Alfred Watson’s War Diary By: David Bennett, Curator at the Port o’ Plymouth Museum



Alfred Leroy Watson, a native of Washington County, North Carolina,
served in the 120th Infantry Regiment of the 30th “Old Hickory” Division
during World War I. During the war, Watson kept a diary of his day-to-day
life on Europe’s Western Front. His journal provides insights into what it
was like to fight and suffer on the front lines.
On September 29, 1918, the 30th Division broke through the infamous
Hindenburg Line at St. Quentin, France. According to Watson’s diary, the
120th broke through the German defenses in a sector that was deemed
unassailable by the British. The result was a windfall and Watson’s unit took
many Germans prisoner. Following their victory, Watson spent the next nine
days advancing through hilly, wooded terrain in the pouring rain. Despite
the bleak conditions he maintains a buoyant tone as they were experiencing
“good success” and had the “Germans on the run.” Unfortunately, Watson
did not realize that his good fortune would not last.
..........
● **Work item A**
Duplicate the passage about Alfred Watson's war diary from "On September 29, 1918, the" up to and including "would not last.".
● **Work item B**
According to the passage about Alfred Watson's war diary, on what date did the 30th Division break through the Hindenburg Line?
● **Work item C**
Resume the passage about Alfred Watson's war diary, picking up right after its final sentence.
The data come from a separate source, not from the passage about Alfred Watson's war diary.

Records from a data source
..........
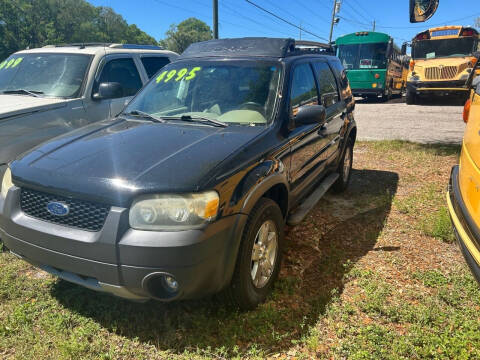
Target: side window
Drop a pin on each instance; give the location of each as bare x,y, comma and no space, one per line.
303,91
341,73
154,63
327,84
124,72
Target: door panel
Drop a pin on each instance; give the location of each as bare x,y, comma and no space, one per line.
307,141
336,110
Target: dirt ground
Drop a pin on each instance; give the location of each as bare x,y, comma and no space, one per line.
437,121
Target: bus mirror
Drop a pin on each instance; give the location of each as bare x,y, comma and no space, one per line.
422,10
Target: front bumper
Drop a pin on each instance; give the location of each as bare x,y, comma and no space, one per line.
122,261
437,87
466,231
368,92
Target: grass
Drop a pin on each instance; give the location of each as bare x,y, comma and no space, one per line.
370,274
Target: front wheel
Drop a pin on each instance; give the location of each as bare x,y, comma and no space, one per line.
259,257
411,98
388,94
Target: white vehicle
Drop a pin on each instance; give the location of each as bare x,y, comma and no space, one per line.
49,91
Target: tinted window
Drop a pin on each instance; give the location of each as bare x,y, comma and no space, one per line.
303,90
124,72
429,49
327,84
340,73
154,63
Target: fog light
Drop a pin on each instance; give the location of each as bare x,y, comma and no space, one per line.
170,283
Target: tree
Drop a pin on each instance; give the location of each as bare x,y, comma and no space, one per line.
189,31
27,23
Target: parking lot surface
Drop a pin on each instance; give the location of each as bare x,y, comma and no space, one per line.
433,122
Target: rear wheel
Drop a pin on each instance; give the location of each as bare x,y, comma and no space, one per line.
259,257
344,168
411,98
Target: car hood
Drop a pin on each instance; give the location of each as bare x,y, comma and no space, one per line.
113,161
14,105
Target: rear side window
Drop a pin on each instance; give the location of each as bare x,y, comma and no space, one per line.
154,63
303,89
122,71
340,72
327,84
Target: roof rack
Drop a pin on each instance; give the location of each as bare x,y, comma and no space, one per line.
309,47
109,45
255,46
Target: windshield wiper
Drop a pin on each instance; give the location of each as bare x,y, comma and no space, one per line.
24,92
145,116
199,119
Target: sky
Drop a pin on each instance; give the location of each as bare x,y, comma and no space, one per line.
238,18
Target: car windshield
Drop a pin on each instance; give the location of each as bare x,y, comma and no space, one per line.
363,56
242,92
56,75
429,49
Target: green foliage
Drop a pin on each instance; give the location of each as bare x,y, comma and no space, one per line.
30,24
189,31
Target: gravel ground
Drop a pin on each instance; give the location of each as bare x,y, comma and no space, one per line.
435,122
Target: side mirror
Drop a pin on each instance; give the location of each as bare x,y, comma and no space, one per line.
422,10
311,114
476,84
109,90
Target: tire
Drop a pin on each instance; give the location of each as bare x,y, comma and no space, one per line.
344,169
249,287
388,95
411,98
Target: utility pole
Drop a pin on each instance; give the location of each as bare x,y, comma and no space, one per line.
335,11
215,19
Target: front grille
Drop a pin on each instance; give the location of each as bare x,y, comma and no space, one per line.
441,73
82,214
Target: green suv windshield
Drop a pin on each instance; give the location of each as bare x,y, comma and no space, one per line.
242,92
57,75
363,56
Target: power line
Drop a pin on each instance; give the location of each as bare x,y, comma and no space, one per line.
354,10
430,25
233,11
285,21
358,4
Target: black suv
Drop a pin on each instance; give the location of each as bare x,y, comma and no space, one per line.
187,192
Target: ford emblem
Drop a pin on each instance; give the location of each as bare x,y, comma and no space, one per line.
58,208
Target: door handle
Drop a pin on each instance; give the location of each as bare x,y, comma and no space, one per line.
322,130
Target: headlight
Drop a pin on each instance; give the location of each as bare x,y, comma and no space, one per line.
173,212
6,183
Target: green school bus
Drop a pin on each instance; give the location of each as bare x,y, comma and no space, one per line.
375,65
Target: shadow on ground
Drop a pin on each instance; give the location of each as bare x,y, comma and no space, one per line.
319,252
423,101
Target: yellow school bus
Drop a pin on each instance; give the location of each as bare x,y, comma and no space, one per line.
441,62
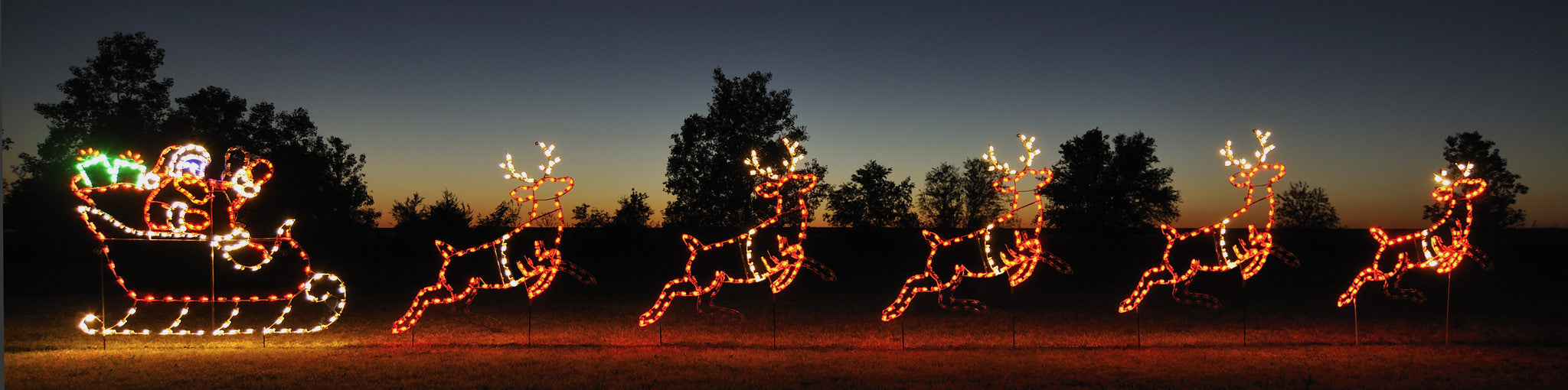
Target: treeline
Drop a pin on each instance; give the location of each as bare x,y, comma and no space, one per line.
116,102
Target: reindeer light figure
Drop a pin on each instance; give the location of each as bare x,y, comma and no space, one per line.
541,265
176,201
1427,248
776,267
1018,261
1249,254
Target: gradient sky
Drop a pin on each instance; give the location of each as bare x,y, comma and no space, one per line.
1358,98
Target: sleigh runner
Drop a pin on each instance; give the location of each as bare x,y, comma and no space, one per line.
168,248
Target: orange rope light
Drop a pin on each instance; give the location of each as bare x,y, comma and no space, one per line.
1247,254
776,268
173,197
1427,248
1018,261
541,265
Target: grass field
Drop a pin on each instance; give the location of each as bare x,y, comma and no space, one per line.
1508,330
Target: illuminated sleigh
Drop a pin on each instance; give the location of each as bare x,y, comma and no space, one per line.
162,243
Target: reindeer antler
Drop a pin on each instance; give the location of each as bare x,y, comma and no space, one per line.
546,168
789,165
1027,157
1261,154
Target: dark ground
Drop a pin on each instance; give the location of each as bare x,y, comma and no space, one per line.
1508,325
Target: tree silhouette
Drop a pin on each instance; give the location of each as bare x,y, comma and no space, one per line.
942,198
589,216
1112,184
634,210
1494,209
982,203
1305,207
449,215
444,219
869,200
507,215
704,171
116,102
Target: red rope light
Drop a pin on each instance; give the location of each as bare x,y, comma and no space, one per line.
1247,254
173,195
1018,261
778,270
541,265
1427,248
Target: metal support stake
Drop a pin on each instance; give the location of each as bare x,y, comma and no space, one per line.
773,310
104,303
1011,325
212,278
1448,309
902,345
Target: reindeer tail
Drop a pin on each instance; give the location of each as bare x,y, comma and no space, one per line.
1379,236
446,249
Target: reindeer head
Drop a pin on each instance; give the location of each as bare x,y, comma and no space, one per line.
1249,171
1010,177
532,185
1460,188
775,182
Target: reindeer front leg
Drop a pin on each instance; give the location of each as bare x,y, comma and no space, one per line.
1161,275
946,300
924,282
1481,258
1391,284
675,288
1370,275
1183,294
704,301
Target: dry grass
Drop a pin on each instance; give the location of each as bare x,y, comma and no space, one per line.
1508,333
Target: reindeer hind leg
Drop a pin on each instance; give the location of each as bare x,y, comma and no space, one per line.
1370,275
821,270
1183,294
911,287
704,304
579,273
1145,282
1393,290
946,300
673,288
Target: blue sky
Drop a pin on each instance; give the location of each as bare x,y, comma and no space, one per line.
1358,96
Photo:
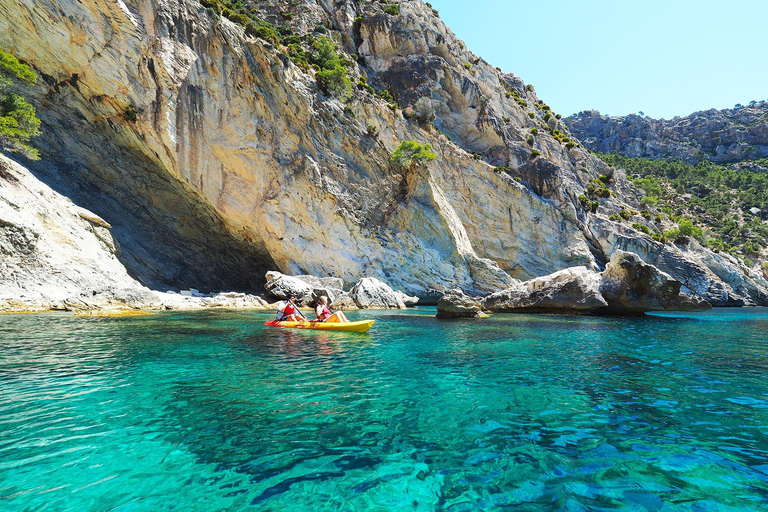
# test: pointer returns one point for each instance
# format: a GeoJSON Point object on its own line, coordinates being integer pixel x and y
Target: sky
{"type": "Point", "coordinates": [664, 58]}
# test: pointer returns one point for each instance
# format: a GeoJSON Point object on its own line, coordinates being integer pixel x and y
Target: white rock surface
{"type": "Point", "coordinates": [371, 293]}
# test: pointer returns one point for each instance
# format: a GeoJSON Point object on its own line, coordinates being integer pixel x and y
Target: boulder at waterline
{"type": "Point", "coordinates": [369, 292]}
{"type": "Point", "coordinates": [456, 304]}
{"type": "Point", "coordinates": [631, 286]}
{"type": "Point", "coordinates": [572, 290]}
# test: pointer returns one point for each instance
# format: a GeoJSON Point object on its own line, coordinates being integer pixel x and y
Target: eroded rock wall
{"type": "Point", "coordinates": [215, 158]}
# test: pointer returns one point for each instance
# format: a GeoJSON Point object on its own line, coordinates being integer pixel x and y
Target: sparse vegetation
{"type": "Point", "coordinates": [710, 202]}
{"type": "Point", "coordinates": [393, 9]}
{"type": "Point", "coordinates": [409, 152]}
{"type": "Point", "coordinates": [18, 119]}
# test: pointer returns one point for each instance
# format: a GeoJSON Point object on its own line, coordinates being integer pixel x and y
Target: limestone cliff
{"type": "Point", "coordinates": [730, 135]}
{"type": "Point", "coordinates": [216, 158]}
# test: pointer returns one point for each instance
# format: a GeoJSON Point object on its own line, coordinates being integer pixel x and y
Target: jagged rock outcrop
{"type": "Point", "coordinates": [456, 304]}
{"type": "Point", "coordinates": [369, 292]}
{"type": "Point", "coordinates": [215, 158]}
{"type": "Point", "coordinates": [307, 289]}
{"type": "Point", "coordinates": [572, 290]}
{"type": "Point", "coordinates": [720, 279]}
{"type": "Point", "coordinates": [631, 286]}
{"type": "Point", "coordinates": [729, 135]}
{"type": "Point", "coordinates": [627, 286]}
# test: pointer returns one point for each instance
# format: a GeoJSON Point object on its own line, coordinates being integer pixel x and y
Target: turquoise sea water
{"type": "Point", "coordinates": [214, 411]}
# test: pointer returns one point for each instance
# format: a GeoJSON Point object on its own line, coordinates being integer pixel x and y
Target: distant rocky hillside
{"type": "Point", "coordinates": [724, 136]}
{"type": "Point", "coordinates": [224, 139]}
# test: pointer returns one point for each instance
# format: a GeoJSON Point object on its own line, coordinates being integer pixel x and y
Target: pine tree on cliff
{"type": "Point", "coordinates": [18, 121]}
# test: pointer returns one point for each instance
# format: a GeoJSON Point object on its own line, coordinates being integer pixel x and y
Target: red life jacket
{"type": "Point", "coordinates": [325, 313]}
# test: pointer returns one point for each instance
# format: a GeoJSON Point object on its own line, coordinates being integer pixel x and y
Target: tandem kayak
{"type": "Point", "coordinates": [359, 326]}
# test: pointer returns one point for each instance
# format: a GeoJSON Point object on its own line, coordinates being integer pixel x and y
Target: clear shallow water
{"type": "Point", "coordinates": [214, 411]}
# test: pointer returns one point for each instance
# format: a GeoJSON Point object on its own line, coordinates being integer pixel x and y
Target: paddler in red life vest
{"type": "Point", "coordinates": [290, 313]}
{"type": "Point", "coordinates": [324, 313]}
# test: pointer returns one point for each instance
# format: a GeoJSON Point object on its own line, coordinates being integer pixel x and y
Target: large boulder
{"type": "Point", "coordinates": [632, 287]}
{"type": "Point", "coordinates": [308, 288]}
{"type": "Point", "coordinates": [371, 293]}
{"type": "Point", "coordinates": [573, 290]}
{"type": "Point", "coordinates": [281, 286]}
{"type": "Point", "coordinates": [455, 304]}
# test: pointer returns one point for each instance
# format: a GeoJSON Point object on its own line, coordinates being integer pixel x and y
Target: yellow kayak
{"type": "Point", "coordinates": [359, 326]}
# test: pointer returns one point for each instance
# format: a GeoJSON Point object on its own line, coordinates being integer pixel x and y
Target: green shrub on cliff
{"type": "Point", "coordinates": [332, 75]}
{"type": "Point", "coordinates": [713, 196]}
{"type": "Point", "coordinates": [409, 152]}
{"type": "Point", "coordinates": [18, 120]}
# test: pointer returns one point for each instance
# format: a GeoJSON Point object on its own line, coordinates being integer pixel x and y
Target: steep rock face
{"type": "Point", "coordinates": [215, 158]}
{"type": "Point", "coordinates": [55, 254]}
{"type": "Point", "coordinates": [728, 135]}
{"type": "Point", "coordinates": [718, 278]}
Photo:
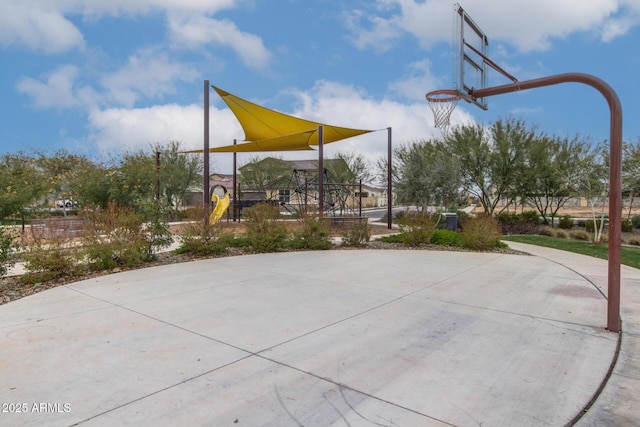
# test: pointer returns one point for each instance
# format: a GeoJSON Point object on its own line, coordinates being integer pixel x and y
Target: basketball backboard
{"type": "Point", "coordinates": [471, 58]}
..........
● **Exercise answer A**
On September 29, 1918, the 30th Division broke through the infamous
Hindenburg Line at St. Quentin, France. According to Watson’s diary, the
120th broke through the German defenses in a sector that was deemed
unassailable by the British. The result was a windfall and Watson’s unit took
many Germans prisoner. Following their victory, Watson spent the next nine
days advancing through hilly, wooded terrain in the pouring rain. Despite
the bleak conditions he maintains a buoyant tone as they were experiencing
“good success” and had the “Germans on the run.” Unfortunately, Watson
did not realize that his good fortune would not last.

● **Exercise answer B**
September 29, 1918.

● **Exercise answer C**
On October 10, 1918, Watson’s unit advanced within 800 yards of the new
German defensive lines. The 120th Regiment almost immediately came
under enemy bombardment. Watson’s unit had advanced too quickly and
was without proper support. Around 8 P.M. a German shell narrowly missed
Watson, but left a piece of shrapnel lodged in his face.
Watson spent the rest of the night in a First Aid station before spending
the next ten days being shuffled from field hospital to field hospital. Watson
finally underwent surgery on October 20th, however, the surgeon failed to
remove most of the shrapnel from his face. Watson did not return to the
front lines and spent the remaining weeks of the war convalescing in a
hospital.
After Watson’s failed surgery the diary’s tone changes. It lacks optimism
and pride. In fact, his journal entries become so terse and sporadic that it
seems that he lost interest in maintaining his diary altogether. There is no
sense of relief when the war is over and no sense of excitement when he
can finally go home. His observations become cold and clinical. Perhaps,
Watson was war weary and he had seen too much.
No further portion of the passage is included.